What needs to be done —
Scan the records for the line containing "Q: Tag one point on each instance of the dense"; extract it and all later lines, verbatim, through the end, and nothing before it.
*** Given data
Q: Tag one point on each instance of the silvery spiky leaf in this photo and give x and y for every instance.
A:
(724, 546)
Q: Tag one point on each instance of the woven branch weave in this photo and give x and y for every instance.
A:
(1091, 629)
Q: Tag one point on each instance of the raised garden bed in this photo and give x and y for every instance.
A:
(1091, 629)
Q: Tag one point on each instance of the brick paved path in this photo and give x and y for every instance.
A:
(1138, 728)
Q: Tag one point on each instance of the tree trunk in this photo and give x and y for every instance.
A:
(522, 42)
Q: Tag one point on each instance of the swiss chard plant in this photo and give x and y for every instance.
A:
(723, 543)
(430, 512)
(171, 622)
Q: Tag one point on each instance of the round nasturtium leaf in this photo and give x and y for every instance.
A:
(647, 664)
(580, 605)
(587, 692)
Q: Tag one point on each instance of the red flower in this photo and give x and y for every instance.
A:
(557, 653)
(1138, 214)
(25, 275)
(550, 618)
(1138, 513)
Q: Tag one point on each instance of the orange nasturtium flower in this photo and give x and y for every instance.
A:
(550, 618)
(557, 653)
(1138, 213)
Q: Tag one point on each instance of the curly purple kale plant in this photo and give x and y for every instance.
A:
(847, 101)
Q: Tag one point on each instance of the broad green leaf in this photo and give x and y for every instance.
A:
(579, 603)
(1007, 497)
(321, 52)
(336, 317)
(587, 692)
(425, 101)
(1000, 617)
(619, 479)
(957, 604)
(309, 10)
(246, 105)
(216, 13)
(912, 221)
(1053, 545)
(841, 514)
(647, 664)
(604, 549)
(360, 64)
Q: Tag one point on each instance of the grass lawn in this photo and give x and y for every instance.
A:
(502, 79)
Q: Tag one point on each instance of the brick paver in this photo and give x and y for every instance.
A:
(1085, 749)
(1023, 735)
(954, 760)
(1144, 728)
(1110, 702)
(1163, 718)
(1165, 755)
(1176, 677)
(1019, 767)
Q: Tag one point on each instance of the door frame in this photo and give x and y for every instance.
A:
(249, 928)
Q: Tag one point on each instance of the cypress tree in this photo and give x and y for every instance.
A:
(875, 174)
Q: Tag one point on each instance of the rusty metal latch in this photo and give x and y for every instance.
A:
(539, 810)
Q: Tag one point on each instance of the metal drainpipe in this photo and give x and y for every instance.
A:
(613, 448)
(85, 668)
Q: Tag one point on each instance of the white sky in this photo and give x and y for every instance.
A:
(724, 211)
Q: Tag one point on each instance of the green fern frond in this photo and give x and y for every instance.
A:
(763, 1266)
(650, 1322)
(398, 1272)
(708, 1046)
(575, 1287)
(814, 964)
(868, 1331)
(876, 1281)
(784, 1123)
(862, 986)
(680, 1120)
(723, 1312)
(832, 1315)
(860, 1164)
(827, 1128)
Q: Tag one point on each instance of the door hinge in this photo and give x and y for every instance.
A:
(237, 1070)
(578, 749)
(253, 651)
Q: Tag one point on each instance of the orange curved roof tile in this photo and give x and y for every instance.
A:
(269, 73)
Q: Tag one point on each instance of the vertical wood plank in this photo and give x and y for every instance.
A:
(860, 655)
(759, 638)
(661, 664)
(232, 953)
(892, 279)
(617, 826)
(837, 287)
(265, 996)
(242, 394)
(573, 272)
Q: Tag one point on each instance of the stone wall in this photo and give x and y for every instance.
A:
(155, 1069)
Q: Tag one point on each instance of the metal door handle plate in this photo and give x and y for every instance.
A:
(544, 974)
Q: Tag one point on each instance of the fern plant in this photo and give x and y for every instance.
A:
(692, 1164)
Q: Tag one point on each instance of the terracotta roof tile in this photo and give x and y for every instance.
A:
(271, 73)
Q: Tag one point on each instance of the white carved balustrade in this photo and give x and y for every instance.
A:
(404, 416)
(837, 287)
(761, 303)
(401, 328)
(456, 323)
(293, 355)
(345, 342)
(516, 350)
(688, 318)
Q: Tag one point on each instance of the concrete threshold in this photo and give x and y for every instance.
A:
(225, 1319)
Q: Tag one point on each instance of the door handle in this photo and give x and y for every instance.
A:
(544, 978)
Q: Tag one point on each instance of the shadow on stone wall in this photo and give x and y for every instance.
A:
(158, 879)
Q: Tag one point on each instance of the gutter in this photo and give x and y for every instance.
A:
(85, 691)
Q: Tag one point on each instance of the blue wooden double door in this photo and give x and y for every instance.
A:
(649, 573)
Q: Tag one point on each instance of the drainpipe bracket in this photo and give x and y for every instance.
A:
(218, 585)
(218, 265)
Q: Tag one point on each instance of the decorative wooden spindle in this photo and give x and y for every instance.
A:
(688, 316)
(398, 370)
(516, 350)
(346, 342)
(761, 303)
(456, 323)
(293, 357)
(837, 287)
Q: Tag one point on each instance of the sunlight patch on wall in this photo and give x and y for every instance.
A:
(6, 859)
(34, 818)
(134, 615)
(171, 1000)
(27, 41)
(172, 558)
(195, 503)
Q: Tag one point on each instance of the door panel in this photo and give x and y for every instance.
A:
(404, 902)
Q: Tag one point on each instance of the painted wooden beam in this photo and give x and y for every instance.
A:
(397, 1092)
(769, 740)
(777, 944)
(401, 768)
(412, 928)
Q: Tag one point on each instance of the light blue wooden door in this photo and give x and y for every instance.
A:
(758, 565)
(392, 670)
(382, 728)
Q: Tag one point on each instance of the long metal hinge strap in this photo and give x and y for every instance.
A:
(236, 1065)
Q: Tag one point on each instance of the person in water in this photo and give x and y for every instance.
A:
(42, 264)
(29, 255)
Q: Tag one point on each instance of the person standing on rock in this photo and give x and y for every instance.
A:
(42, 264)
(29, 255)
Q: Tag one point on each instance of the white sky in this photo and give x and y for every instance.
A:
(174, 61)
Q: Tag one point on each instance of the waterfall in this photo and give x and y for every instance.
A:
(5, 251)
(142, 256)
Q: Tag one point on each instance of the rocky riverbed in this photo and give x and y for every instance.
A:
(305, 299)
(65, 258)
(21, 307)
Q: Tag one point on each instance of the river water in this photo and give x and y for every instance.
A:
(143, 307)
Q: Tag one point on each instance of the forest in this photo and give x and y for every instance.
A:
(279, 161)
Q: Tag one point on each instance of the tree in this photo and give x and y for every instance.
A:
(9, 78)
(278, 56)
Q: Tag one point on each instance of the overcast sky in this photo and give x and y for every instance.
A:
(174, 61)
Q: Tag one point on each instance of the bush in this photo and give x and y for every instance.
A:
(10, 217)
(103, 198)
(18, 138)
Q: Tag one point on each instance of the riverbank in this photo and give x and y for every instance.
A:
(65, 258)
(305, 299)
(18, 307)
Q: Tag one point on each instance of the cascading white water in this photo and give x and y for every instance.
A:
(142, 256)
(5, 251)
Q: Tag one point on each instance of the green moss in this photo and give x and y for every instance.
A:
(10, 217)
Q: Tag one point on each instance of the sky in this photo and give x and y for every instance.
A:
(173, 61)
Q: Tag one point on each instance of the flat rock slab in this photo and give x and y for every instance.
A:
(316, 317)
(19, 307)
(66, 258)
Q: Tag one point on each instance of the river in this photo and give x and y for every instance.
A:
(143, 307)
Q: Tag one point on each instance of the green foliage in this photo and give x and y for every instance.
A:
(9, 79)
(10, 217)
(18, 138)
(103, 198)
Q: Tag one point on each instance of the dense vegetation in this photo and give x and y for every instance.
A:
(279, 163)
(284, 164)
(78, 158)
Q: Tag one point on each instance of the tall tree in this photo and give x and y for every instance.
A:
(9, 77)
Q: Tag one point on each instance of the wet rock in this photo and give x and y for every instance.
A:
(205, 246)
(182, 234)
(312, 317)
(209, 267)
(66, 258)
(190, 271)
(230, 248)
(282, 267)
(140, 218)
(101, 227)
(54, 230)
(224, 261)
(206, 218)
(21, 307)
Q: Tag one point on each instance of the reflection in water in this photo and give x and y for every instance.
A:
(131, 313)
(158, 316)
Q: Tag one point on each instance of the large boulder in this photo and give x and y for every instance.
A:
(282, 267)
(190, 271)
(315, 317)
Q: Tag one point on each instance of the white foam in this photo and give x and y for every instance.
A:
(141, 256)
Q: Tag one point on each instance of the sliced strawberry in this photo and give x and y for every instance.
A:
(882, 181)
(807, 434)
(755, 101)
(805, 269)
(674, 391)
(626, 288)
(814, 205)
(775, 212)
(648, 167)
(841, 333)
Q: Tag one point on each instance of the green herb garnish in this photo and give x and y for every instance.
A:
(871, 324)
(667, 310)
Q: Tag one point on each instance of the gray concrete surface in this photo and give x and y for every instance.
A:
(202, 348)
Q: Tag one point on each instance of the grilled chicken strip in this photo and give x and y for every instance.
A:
******
Output of the exercise —
Q: Tag one point on each instance of the dense vegetation in this photo and give x and y for every instance.
A:
(279, 163)
(284, 164)
(78, 158)
Q: Tag one point on each instance of the tall tree in this photo and give x and y for every instance.
A:
(9, 77)
Q: Tag one point on each instance of the wet rock in this photo and give x and y for every instance.
A:
(205, 246)
(182, 234)
(312, 317)
(209, 267)
(66, 258)
(190, 271)
(230, 248)
(282, 267)
(140, 218)
(101, 227)
(54, 230)
(224, 261)
(206, 218)
(21, 307)
Q: Tag one point on each instance of the reflection in water in this photo and give x and y for every instance.
A:
(131, 313)
(158, 316)
Q: Tag one point on each instance of the large boulder in this photo and give x and y for every instance.
A:
(282, 267)
(190, 271)
(315, 317)
Q: Tag one point on each instance of the white foam in this photo and give x and y for every instance.
A:
(141, 256)
Q: Tag one point on each instance of the sliced strawberry in this photo and give x and y for every instance.
A:
(882, 181)
(807, 434)
(755, 101)
(805, 269)
(674, 391)
(626, 288)
(814, 205)
(775, 212)
(648, 167)
(841, 333)
Q: Tag one point on each instance of the green herb garnish in this photo and give x and y for every instance.
A:
(871, 324)
(667, 310)
Q: Tag one point on each instance of the gray concrete surface in this photo and give x and y for every instance.
A:
(202, 348)
Q: Tag one point on each instance of the grilled chicken strip in this photo and give x and y for every instance.
A:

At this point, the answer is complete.